• [Task to complete]: Nothing in the records should change; write them all out again.

===== Source data

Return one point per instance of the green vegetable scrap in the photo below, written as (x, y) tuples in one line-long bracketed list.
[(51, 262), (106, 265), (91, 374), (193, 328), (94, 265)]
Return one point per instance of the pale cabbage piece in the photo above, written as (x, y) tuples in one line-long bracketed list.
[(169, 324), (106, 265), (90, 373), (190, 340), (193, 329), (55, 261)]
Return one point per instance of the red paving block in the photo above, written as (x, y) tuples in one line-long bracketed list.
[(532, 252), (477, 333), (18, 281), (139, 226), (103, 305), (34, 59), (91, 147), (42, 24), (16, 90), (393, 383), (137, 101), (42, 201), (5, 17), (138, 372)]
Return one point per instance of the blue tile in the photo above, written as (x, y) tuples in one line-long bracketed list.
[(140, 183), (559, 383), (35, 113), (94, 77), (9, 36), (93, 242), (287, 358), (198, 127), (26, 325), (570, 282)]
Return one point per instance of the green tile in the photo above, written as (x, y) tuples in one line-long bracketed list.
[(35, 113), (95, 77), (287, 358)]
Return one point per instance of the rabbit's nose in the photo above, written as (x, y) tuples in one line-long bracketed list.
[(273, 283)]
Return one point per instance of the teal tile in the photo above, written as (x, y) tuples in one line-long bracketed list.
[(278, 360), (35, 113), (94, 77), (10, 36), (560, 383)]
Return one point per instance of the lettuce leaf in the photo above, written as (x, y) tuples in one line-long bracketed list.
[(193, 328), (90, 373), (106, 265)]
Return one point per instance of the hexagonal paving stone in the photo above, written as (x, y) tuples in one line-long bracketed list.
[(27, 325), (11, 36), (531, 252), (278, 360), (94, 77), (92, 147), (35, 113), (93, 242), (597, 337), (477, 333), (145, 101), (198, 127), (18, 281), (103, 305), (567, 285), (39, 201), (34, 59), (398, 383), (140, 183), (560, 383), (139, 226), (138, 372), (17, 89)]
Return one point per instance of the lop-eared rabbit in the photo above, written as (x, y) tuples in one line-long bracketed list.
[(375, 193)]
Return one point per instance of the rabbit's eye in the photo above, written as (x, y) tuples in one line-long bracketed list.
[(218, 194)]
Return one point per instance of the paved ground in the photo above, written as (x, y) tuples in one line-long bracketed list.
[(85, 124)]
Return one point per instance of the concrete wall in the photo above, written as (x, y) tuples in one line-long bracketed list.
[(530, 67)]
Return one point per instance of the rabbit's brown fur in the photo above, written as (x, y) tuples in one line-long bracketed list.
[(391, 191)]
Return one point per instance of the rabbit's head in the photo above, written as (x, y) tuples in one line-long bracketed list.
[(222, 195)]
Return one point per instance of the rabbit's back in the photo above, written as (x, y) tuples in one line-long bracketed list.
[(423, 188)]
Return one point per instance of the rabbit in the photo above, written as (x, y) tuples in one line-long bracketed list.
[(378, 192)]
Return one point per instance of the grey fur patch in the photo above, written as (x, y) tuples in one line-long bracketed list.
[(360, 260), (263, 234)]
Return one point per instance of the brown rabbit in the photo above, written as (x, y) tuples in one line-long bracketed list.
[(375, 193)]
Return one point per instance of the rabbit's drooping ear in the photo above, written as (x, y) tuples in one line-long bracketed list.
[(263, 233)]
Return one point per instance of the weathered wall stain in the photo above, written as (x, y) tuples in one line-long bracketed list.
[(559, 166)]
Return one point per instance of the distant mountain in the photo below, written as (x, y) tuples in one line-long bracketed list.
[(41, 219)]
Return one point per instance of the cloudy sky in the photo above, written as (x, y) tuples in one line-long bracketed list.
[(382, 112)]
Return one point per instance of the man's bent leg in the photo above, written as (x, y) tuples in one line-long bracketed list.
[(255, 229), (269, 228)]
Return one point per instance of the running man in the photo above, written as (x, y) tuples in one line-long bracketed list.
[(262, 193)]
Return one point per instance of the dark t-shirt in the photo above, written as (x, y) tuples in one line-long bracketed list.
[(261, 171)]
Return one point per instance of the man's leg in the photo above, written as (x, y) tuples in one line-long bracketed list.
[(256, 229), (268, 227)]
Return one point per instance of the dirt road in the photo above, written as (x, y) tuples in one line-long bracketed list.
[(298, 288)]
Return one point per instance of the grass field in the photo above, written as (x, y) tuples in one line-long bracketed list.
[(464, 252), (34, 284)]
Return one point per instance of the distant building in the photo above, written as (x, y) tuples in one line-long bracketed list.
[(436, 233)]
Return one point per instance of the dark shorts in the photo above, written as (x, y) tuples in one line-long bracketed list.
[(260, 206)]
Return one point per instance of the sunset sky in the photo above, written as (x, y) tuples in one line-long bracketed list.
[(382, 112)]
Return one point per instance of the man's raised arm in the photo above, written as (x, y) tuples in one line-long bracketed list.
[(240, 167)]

==========

• [Exercise result]:
Return one point per instance of the green vegetable scrap in the photo below, written as (x, y) tuples in one line-long bracketed list.
[(51, 262), (106, 265), (91, 374), (193, 328), (94, 265)]
Return one point per instance of the pale cabbage piece in the photo above, written as (x, y) tuples in one line-long bracketed list.
[(169, 324), (106, 265), (90, 373), (190, 340), (193, 329), (55, 261)]
Return one point per instance of the red paving block in the photo above, written as (x, y) tuples in one line-long bracketed list.
[(532, 252), (477, 333), (18, 281), (139, 226), (103, 305), (34, 59), (91, 147), (42, 24), (16, 90), (393, 383), (137, 101), (42, 201), (5, 17), (138, 372)]
Return one point per instance of the blue tile in the photo above, written as (x, y) tuples in one line-long bracketed list.
[(140, 183), (559, 383), (35, 113), (94, 77), (9, 36), (93, 242), (287, 358), (198, 127), (26, 325), (570, 282)]
Return one point per instance of the green tile in the photo above, written as (x, y) tuples in one line-long bracketed list.
[(35, 113), (95, 77), (287, 358)]
Return one point per instance of the rabbit's nose in the photo above, written as (x, y) tuples in one line-long bracketed list.
[(273, 283)]
Return one point per instance of the teal tile in the photo above, written as (x, y) tuples in one line-long bracketed list.
[(278, 360), (35, 113), (94, 77), (10, 36), (560, 383)]
Return one point per instance of the lettuce leaf in the photo above, written as (x, y) tuples in one line-long bracketed list.
[(193, 328), (90, 373), (106, 265)]
Return one point per instance of the hexagonal paving stone in the photo above, written as (x, y) tuples in one line-long bracketed list.
[(27, 325), (11, 36), (531, 252), (278, 360), (94, 77), (92, 147), (35, 113), (93, 242), (597, 337), (477, 333), (145, 101), (198, 127), (18, 281), (103, 305), (567, 285), (39, 201), (34, 59), (398, 383), (140, 183), (560, 383), (139, 226), (138, 372), (17, 89)]
Return one point per instance of the lop-eared rabbit in the photo above, written as (x, y) tuples in one line-long bracketed list.
[(375, 193)]
Return one point per instance of the rabbit's eye in the photo above, written as (x, y) tuples in one line-long bracketed list.
[(218, 194)]
Return one point per instance of the paved ground in the photo above, written as (x, y) tuples in one line-long bracketed list.
[(85, 124)]
Return one point per instance of the concrete wall in the photo above, written as (x, y) tuples in one line-long bracketed list.
[(530, 67)]
Return one point per instance of the rabbit's brown fur in the photo above, written as (x, y) tuples in one line-long bracketed list.
[(391, 191)]
Return one point per instance of the rabbit's head in the photo above, written as (x, y) tuples in one line-long bracketed list.
[(222, 195)]
Return one point per instance of the rabbit's back in the photo above, written as (x, y) tuples in one line-long bracketed list.
[(423, 188)]
Return one point per instance of the rabbit in the photo above, written as (x, y) tuples in one line-long bracketed list.
[(378, 192)]
Return one point per instance of the grey fur patch in the photo above, written as (x, y) tuples in one line-long bracketed list.
[(360, 260), (263, 234)]
Return one point per instance of the brown rabbit in the photo above, written as (x, y) tuples in one line-long bracketed list.
[(375, 193)]
Return one point per instance of the rabbit's drooping ear in the photo above, written as (x, y) tuples in one line-long bracketed list.
[(263, 233)]
Return one point per instance of the weathered wall stain in the photo above, written as (x, y) tuples in one line-long bracketed list.
[(559, 166)]
Return one point per instance of the distant mountain in the photo below, written as (x, y) tuples in one line-long bracketed list.
[(41, 219)]
Return one point per instance of the cloudy sky in the photo above, written as (x, y) tuples in one line-long bracketed list.
[(382, 112)]
Return one point per instance of the man's bent leg in the photo above, written as (x, y) tuples in one line-long bracketed list.
[(255, 229), (269, 228)]
Return one point per instance of the running man in the photo above, written as (x, y) tuples in one line-long bracketed list.
[(262, 193)]
Return one point per instance of the dark t-shirt in the photo above, written as (x, y) tuples in one line-long bracketed list.
[(261, 171)]
Return one point per instance of the man's leg in the photo above, written as (x, y) tuples in one line-long bracketed list.
[(256, 229), (268, 227)]
Return one point per instance of the dirt road in the photo above, written as (x, y) tuples in one line-long bracketed list.
[(298, 288)]
Return one point per instance of the grass field in the photo above, written as (x, y) tuples in one line-long bracketed list.
[(464, 252), (34, 284)]
Return one point per instance of the distant building in the photo above, written as (x, y) tuples in one line-long bracketed list.
[(436, 233)]
Return one point per instance of the dark shorts in the photo above, written as (x, y) tuples in one line-long bracketed list.
[(260, 206)]
Return one point per instance of the sunset sky in the photo above, written as (x, y) tuples in one line-long bracketed list.
[(382, 112)]
Return one point per instance of the man's raised arm in the photo above, written as (x, y) tuples in one line-long bracketed list.
[(240, 167)]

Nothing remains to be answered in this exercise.